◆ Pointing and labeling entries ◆
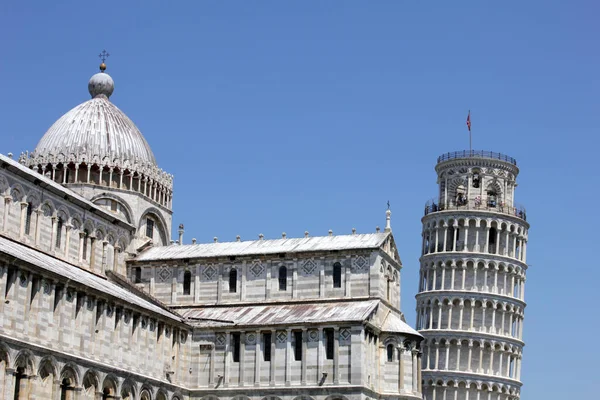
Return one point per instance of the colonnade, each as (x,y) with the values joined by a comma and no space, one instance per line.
(159,189)
(472,235)
(479,315)
(473,275)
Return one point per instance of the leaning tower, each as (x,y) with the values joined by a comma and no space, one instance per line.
(471,290)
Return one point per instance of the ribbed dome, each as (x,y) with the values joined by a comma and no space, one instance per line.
(97,129)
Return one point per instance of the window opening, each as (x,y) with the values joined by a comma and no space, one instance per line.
(187,282)
(298,345)
(149,228)
(59,225)
(85,238)
(28,218)
(267,346)
(329,344)
(235,337)
(233,281)
(390,352)
(337,275)
(282,278)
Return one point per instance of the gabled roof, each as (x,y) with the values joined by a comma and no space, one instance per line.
(75,274)
(260,247)
(59,190)
(301,313)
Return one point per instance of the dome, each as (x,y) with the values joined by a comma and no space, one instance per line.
(96,129)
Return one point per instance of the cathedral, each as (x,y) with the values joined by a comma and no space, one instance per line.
(99,302)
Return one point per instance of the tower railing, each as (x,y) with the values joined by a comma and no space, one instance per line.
(476,154)
(435,205)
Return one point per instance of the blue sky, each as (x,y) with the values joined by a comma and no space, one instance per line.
(291,116)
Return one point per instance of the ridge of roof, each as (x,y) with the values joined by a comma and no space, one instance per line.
(264,246)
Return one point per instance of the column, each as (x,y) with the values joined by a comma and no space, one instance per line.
(400,369)
(7,200)
(104,246)
(24,205)
(227,358)
(415,371)
(257,355)
(288,358)
(273,357)
(67,240)
(116,250)
(320,354)
(447,345)
(92,252)
(469,356)
(53,234)
(81,239)
(303,371)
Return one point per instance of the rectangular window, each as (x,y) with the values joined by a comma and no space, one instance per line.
(329,344)
(267,346)
(235,339)
(149,228)
(298,345)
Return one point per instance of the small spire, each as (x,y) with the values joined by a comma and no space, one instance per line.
(103,56)
(388,215)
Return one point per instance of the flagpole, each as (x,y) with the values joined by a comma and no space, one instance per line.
(470,141)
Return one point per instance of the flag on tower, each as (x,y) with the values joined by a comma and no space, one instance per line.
(469,121)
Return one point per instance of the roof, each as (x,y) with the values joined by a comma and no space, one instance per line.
(259,247)
(59,190)
(280,314)
(394,324)
(75,274)
(287,314)
(96,128)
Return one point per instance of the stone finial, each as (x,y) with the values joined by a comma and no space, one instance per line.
(180,231)
(388,222)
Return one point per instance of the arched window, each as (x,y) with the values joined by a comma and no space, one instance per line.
(337,275)
(390,352)
(85,238)
(187,282)
(233,281)
(28,218)
(59,226)
(282,278)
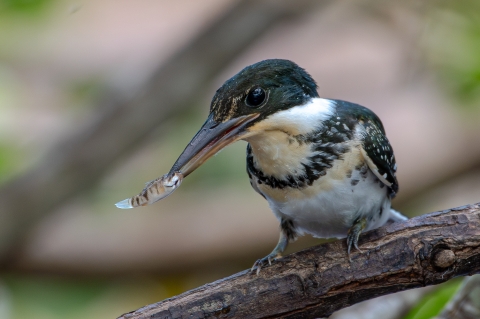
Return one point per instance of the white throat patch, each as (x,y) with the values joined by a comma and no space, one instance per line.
(301,119)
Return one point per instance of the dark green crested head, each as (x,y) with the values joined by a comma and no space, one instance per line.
(264,87)
(256,92)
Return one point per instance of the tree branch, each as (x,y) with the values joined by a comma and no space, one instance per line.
(422,251)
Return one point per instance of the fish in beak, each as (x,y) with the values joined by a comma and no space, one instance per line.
(211,138)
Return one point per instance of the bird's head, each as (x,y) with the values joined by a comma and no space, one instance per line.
(245,102)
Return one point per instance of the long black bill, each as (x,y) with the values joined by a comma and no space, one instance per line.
(211,138)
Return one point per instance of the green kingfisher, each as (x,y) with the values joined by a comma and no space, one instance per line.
(325,166)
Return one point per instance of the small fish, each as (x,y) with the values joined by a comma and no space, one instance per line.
(154,191)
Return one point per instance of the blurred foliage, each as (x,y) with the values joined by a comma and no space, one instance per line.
(454,48)
(431,304)
(31,7)
(55,297)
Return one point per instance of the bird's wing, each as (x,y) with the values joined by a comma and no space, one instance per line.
(376,148)
(378,152)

◆ REQUIRED WORK ◆
Can you write out the data again from the line containing "Return one point per instance of the fish" up to and including the final line of the data, keeping every request, but with each coordinate in the answers multiplied by 1.65 and rounded to a whole number, halves rounding up?

◆ REPLY TO THE EXERCISE ◆
Return one point per instance of the fish in beak, each as (x,y) with the values joined by a comma and no space, one instance per line.
(348,228)
Return one point per instance of the bird's head, each as (x,y) with the values joined by a comma and no space, one instance per line.
(404,168)
Return one point per instance of the long black bill, each as (x,y) with the values joined by a comma and no space, one instance per line.
(348,228)
Return one point per instance of the green kingfisher, each as (x,y) with the values joined by a comma and no space, one instance per line.
(536,274)
Return one point per instance of the small fish, each as (x,y) with the values joined by a comma and no space, one instance per line.
(254,315)
Return one point per instance of the blurred foliage, each as (x,y) with the values joined by a comma and no space, one instance per line.
(749,79)
(711,502)
(51,12)
(91,490)
Return one point per instance of the bird's wing, each as (x,y) with the values joined by a comma and no space, one instance per line.
(620,244)
(624,251)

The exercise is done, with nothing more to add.